* [Directions]:
The lines to copy are those in the listing that hold the word "parking".

* [Task input]:
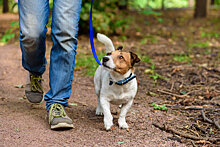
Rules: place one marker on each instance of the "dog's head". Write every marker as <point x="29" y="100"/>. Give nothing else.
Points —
<point x="120" y="61"/>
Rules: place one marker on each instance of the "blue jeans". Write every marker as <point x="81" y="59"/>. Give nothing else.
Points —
<point x="33" y="18"/>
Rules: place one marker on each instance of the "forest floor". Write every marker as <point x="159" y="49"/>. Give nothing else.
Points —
<point x="179" y="68"/>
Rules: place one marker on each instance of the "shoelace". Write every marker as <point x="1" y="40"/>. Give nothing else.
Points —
<point x="35" y="83"/>
<point x="56" y="110"/>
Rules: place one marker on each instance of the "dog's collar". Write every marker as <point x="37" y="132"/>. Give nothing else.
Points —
<point x="124" y="81"/>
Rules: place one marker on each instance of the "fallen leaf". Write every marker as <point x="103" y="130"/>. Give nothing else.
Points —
<point x="19" y="86"/>
<point x="72" y="104"/>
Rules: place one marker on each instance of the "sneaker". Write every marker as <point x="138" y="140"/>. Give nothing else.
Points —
<point x="58" y="118"/>
<point x="33" y="89"/>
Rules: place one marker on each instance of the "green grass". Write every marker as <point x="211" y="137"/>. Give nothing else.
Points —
<point x="87" y="63"/>
<point x="145" y="59"/>
<point x="199" y="44"/>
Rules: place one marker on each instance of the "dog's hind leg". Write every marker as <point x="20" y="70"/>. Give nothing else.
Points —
<point x="99" y="110"/>
<point x="121" y="120"/>
<point x="108" y="119"/>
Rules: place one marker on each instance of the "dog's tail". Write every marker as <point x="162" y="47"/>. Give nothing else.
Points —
<point x="107" y="42"/>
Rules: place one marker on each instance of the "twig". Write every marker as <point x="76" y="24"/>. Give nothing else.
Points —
<point x="173" y="94"/>
<point x="209" y="120"/>
<point x="205" y="118"/>
<point x="216" y="123"/>
<point x="170" y="129"/>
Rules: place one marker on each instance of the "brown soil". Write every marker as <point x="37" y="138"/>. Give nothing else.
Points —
<point x="24" y="124"/>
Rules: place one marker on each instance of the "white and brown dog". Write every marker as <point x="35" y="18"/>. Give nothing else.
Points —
<point x="115" y="82"/>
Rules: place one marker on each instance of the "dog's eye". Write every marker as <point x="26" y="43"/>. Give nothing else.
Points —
<point x="121" y="57"/>
<point x="108" y="54"/>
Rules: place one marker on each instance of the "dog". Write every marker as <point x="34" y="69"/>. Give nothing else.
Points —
<point x="115" y="82"/>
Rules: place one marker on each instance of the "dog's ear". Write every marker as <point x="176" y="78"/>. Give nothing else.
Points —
<point x="120" y="48"/>
<point x="134" y="58"/>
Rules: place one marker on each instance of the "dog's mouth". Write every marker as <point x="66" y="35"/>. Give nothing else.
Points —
<point x="103" y="64"/>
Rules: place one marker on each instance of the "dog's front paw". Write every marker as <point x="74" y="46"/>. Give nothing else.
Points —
<point x="99" y="111"/>
<point x="108" y="125"/>
<point x="108" y="121"/>
<point x="123" y="124"/>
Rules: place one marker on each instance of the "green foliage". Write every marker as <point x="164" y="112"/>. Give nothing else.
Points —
<point x="106" y="17"/>
<point x="210" y="34"/>
<point x="9" y="33"/>
<point x="159" y="107"/>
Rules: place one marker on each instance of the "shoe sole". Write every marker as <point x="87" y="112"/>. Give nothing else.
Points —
<point x="61" y="126"/>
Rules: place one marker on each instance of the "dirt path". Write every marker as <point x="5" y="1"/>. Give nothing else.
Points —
<point x="24" y="124"/>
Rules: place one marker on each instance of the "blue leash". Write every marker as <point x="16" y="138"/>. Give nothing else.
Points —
<point x="91" y="37"/>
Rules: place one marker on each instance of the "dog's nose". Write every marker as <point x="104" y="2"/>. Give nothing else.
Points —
<point x="105" y="59"/>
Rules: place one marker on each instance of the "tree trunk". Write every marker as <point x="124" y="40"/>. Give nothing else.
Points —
<point x="163" y="5"/>
<point x="201" y="8"/>
<point x="5" y="6"/>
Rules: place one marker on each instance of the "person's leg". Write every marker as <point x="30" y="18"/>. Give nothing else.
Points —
<point x="33" y="17"/>
<point x="64" y="27"/>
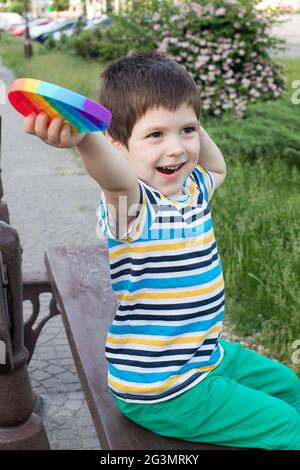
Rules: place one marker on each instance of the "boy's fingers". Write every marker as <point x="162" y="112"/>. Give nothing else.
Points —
<point x="28" y="125"/>
<point x="54" y="130"/>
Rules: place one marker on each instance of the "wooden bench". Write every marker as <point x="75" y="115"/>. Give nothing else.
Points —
<point x="80" y="281"/>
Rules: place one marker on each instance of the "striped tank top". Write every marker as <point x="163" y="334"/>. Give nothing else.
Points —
<point x="167" y="277"/>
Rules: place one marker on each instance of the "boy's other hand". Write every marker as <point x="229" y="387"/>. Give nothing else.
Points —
<point x="56" y="133"/>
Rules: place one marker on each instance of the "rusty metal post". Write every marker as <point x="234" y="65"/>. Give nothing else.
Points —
<point x="20" y="428"/>
<point x="3" y="206"/>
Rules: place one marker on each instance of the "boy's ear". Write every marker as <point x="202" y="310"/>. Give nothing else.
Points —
<point x="112" y="141"/>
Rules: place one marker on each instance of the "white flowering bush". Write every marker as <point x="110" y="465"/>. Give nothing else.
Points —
<point x="225" y="46"/>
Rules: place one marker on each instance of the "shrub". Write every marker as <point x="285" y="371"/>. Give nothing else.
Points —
<point x="226" y="48"/>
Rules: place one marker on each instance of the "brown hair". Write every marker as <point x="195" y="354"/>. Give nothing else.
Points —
<point x="141" y="81"/>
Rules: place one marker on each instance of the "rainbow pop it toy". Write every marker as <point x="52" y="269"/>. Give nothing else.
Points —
<point x="82" y="114"/>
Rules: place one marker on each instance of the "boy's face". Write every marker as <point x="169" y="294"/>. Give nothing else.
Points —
<point x="160" y="139"/>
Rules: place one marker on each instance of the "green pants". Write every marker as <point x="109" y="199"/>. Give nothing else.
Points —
<point x="248" y="401"/>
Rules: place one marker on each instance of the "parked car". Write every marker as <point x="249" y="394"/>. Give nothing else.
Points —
<point x="98" y="21"/>
<point x="57" y="26"/>
<point x="57" y="35"/>
<point x="8" y="19"/>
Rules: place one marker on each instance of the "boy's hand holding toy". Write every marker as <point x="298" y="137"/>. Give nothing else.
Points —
<point x="60" y="117"/>
<point x="58" y="133"/>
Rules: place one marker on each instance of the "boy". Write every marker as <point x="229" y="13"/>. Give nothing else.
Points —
<point x="168" y="368"/>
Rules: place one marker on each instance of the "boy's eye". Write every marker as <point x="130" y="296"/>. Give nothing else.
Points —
<point x="158" y="133"/>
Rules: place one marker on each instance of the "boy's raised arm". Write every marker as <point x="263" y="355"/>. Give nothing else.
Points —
<point x="105" y="163"/>
<point x="211" y="158"/>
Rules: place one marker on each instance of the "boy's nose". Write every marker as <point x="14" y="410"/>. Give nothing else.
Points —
<point x="174" y="148"/>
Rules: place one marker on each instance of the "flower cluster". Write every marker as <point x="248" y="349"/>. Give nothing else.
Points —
<point x="226" y="48"/>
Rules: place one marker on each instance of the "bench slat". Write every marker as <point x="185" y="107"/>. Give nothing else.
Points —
<point x="80" y="280"/>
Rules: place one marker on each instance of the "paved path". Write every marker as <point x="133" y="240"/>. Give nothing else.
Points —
<point x="52" y="201"/>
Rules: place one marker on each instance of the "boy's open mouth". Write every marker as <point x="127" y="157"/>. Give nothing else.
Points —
<point x="169" y="170"/>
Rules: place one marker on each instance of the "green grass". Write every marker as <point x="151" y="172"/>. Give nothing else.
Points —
<point x="256" y="211"/>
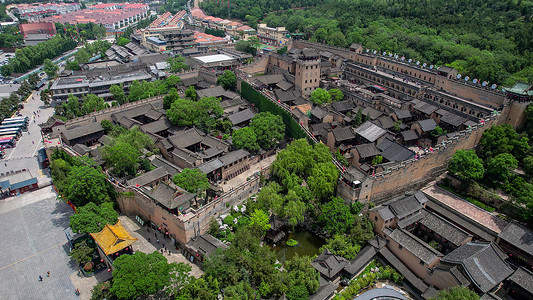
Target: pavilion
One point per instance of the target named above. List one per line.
(113, 241)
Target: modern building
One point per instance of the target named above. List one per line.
(18, 182)
(276, 37)
(114, 16)
(112, 242)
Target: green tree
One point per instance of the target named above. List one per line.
(496, 140)
(260, 222)
(92, 103)
(177, 64)
(358, 118)
(320, 97)
(122, 41)
(302, 273)
(122, 158)
(190, 93)
(336, 95)
(323, 180)
(92, 218)
(227, 80)
(269, 129)
(245, 138)
(170, 98)
(33, 78)
(85, 184)
(82, 253)
(438, 131)
(144, 274)
(335, 216)
(457, 293)
(499, 168)
(467, 165)
(82, 56)
(107, 125)
(192, 180)
(528, 165)
(101, 291)
(50, 68)
(118, 93)
(45, 97)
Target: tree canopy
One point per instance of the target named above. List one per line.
(269, 129)
(92, 218)
(245, 138)
(85, 184)
(227, 80)
(457, 293)
(467, 165)
(320, 97)
(144, 274)
(202, 113)
(192, 180)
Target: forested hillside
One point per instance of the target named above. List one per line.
(487, 39)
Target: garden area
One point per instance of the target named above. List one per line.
(375, 272)
(497, 175)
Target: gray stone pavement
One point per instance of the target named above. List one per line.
(145, 246)
(238, 180)
(31, 141)
(34, 242)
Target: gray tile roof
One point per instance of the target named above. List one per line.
(329, 264)
(404, 205)
(518, 236)
(414, 245)
(233, 156)
(483, 263)
(444, 228)
(453, 119)
(386, 122)
(216, 91)
(427, 125)
(426, 108)
(361, 260)
(371, 112)
(343, 133)
(205, 244)
(150, 176)
(523, 278)
(416, 282)
(211, 166)
(318, 112)
(370, 131)
(367, 150)
(343, 106)
(403, 113)
(171, 197)
(241, 116)
(187, 138)
(409, 135)
(393, 151)
(75, 133)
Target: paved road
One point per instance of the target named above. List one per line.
(24, 155)
(33, 242)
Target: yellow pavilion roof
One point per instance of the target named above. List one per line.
(113, 238)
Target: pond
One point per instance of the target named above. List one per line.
(308, 244)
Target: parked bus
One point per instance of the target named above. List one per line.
(18, 130)
(17, 126)
(22, 124)
(7, 142)
(8, 133)
(23, 118)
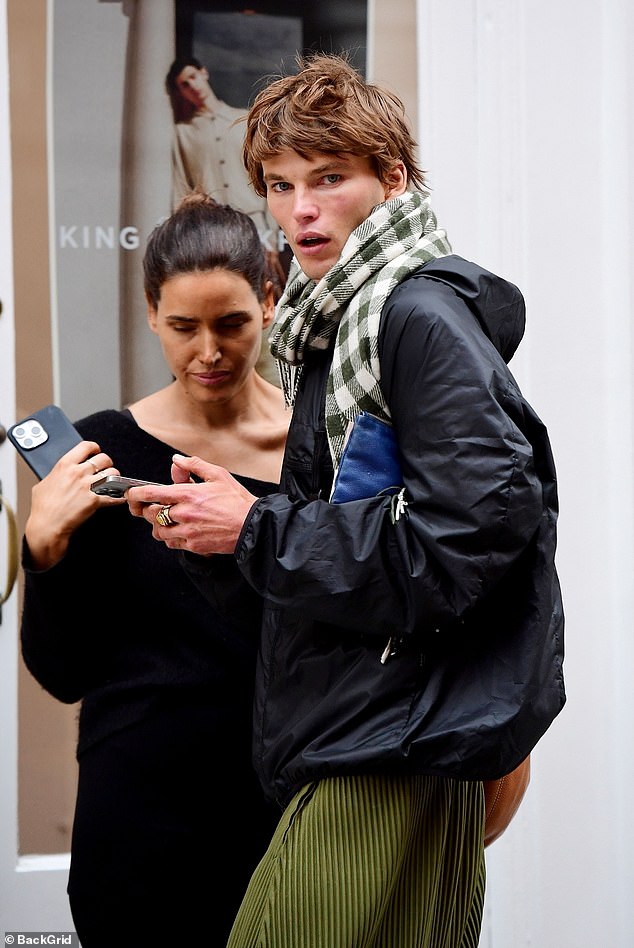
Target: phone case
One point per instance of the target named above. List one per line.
(43, 437)
(114, 485)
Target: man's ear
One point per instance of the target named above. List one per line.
(268, 305)
(152, 316)
(396, 181)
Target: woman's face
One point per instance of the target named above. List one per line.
(193, 85)
(210, 328)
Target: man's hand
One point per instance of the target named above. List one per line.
(204, 518)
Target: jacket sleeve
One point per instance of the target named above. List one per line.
(474, 499)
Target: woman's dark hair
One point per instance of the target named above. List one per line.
(202, 235)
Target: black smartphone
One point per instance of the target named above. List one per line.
(113, 485)
(43, 437)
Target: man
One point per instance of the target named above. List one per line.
(411, 646)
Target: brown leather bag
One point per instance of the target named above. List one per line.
(502, 798)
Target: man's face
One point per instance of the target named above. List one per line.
(318, 202)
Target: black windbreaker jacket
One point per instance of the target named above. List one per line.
(463, 583)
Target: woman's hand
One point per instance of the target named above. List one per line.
(62, 501)
(203, 518)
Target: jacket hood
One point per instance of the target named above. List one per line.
(497, 304)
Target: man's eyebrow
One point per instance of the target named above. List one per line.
(327, 168)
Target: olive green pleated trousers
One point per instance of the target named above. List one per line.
(371, 862)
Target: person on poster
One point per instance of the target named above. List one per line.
(169, 817)
(411, 643)
(207, 144)
(207, 151)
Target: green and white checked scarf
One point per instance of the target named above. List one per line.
(397, 238)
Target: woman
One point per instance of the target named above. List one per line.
(169, 820)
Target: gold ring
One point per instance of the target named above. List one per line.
(163, 517)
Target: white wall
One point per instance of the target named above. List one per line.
(526, 128)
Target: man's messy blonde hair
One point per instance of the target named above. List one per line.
(328, 107)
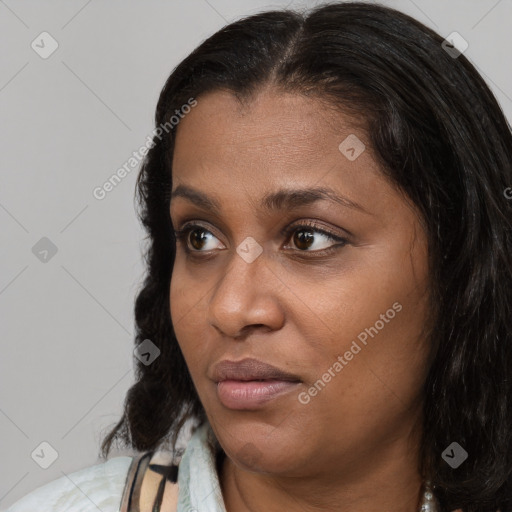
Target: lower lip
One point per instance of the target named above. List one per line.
(238, 394)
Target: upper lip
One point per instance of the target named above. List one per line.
(249, 369)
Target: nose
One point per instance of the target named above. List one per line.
(246, 297)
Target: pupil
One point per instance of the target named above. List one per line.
(199, 239)
(303, 238)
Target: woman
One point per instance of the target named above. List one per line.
(329, 279)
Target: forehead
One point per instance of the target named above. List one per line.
(271, 127)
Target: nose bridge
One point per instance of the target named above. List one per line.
(237, 300)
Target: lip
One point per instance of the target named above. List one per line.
(250, 369)
(250, 383)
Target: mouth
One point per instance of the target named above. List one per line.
(250, 384)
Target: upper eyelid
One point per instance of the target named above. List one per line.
(188, 225)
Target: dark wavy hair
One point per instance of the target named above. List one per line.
(440, 136)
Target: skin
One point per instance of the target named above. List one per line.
(356, 442)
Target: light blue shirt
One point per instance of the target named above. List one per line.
(101, 486)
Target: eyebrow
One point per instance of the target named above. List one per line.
(283, 199)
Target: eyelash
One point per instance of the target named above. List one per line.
(183, 232)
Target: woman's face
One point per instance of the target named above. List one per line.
(337, 306)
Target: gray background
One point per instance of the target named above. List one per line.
(68, 123)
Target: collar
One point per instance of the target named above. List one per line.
(199, 486)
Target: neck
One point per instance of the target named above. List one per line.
(389, 481)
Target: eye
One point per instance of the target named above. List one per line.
(196, 238)
(304, 238)
(199, 239)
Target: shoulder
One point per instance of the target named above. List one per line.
(95, 487)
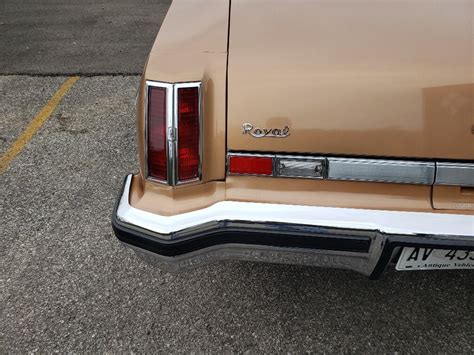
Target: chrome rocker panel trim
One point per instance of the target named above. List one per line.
(306, 235)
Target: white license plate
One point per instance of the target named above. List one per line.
(435, 259)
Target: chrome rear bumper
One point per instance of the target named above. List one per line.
(361, 240)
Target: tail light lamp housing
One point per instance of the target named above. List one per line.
(173, 132)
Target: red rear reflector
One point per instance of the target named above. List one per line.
(251, 165)
(188, 133)
(157, 133)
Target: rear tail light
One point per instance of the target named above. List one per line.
(250, 165)
(173, 132)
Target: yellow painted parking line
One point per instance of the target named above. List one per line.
(36, 124)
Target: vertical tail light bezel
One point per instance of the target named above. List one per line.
(172, 131)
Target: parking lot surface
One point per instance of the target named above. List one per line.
(68, 285)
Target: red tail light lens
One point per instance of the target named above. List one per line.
(157, 158)
(251, 165)
(188, 133)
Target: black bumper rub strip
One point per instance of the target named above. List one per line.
(241, 232)
(226, 232)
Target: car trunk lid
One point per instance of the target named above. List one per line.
(392, 79)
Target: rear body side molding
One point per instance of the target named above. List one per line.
(370, 170)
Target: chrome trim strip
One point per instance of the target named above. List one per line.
(458, 174)
(300, 167)
(175, 122)
(169, 117)
(395, 171)
(172, 130)
(392, 222)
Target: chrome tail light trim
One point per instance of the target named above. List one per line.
(172, 130)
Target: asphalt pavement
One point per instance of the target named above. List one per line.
(67, 285)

* [Answer to the exercise]:
Target: yellow painted parking line
Target: parking lot surface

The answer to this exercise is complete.